To do so, the boundaries of the object circuit are controlled in the state of a virtual hardware 
space where many object circuits are connected. Accordingly, at the mapping, mapping of 
the object circuit and its interface circuit can be performed to any usable region in the logic 
circuit region that is a real hardware space, 

[0025] When interface circuit information and boundary condition of an object circuit 
match or correspond at a boundary with those of an adjacent object circuit, this means that 
the object circuit that mapping is to be performed and the adjacent object circuit are the 
object circuits in contact with each other at the boundary in the virtual hardware space. 
Mapping of such object circuits can be performed so as to be directly connected or in contact 
with without passing the respective interface circuits. That is, the size of an assembly of 
actual object circuits mapped onto the real hardware space can be freely changed in 
accordance with the state of the real hardware space. It is possible to carry out mapping of a 
plurality of object circuits in a dispersed arrangement in the real hardware space or to carry 
out mapping of such circuits in a concentrated arrangement, so that the real hardware space 
can be used extremely flexibly.
-------------------------
YOUR TASKS:
1: In the passage on mapping object circuits, what does it mean when an object circuit's interface circuit information and boundary condition match those of an adjacent object circuit at a boundary?
2: Please resume the passage on mapping object circuits, picking up after its final sentence.
-------------------------
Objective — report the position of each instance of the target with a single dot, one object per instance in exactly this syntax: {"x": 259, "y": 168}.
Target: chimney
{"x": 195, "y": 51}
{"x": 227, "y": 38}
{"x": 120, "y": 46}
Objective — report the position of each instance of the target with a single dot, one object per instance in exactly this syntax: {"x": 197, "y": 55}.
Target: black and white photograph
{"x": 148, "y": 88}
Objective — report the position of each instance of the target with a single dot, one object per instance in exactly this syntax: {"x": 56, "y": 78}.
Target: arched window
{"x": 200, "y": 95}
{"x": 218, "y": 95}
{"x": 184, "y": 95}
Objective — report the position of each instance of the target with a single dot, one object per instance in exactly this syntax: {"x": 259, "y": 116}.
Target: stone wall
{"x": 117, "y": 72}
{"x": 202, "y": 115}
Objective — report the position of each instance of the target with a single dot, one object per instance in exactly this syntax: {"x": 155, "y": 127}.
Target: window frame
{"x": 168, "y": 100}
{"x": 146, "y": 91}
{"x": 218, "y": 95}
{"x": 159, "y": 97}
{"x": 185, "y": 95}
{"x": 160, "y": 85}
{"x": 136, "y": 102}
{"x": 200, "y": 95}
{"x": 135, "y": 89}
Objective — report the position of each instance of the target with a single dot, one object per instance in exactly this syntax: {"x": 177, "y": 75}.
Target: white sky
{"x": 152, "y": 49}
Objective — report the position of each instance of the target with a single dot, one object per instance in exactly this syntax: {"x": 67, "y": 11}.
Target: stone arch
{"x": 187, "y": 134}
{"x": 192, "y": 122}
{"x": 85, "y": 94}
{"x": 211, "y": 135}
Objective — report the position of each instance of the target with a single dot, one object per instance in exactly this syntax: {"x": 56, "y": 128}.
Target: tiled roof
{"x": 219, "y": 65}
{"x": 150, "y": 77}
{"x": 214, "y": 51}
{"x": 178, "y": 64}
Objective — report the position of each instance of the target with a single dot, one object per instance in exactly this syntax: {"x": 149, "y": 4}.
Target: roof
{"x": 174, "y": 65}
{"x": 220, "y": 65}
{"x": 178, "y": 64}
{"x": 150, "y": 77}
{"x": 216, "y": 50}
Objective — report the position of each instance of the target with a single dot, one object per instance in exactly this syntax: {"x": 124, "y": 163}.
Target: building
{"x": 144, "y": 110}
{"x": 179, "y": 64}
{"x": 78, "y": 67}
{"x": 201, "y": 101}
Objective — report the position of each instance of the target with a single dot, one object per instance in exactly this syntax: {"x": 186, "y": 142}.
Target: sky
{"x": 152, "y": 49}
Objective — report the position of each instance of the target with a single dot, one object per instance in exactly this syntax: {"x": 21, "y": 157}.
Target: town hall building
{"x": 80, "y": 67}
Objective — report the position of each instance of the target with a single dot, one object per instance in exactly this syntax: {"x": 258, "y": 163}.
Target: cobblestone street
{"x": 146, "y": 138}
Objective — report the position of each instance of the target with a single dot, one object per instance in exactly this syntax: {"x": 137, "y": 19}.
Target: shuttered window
-------------------------
RESPONSES FOR EACH TASK:
1: It means the two object circuits are in contact with each other at that boundary in the virtual hardware space.

2:
[0026] It is also possible to connect object circuits that are spatially and/or temporally, 
presently or previously dispersed or mapped separating or dividing on the logic circuit region. 
By reflecting, using the behavior control unit, a state of an interface circuit of an object 
circuit mapped by spatial and/or temporal division in control of an interface circuit of another 
executed object circuit based on the boundary condition, it is possible to easily connect, in a 
virtual hardware space, object circuits that are spatially and/or temporally separated on the 
logic circuit region. 

[0027] For this reason, it is preferable to provide a boundary information memory that 
stores a state of an interface circuit of an object circuit presently and/or previously mapped to 
the logic circuit region. Such object circuit to which a previous state is reflected includes the 
object circuit itself mapped spatially and/or temporally discontinuous. By doing so, even if a 
given object circuit is deleted from and then reproduced in the real hardware space according 
to certain conditions, continuous processing in such object circuit is possible in the virtual 
hardware space. It is also possible to configure a plurality of circuit instances for the same • 
object circuit information to increase the parallelism or increase the reliability. Such control 
can be carried out according to architecture codes or according to the combination of the 
mapping unit and the behavior control unit.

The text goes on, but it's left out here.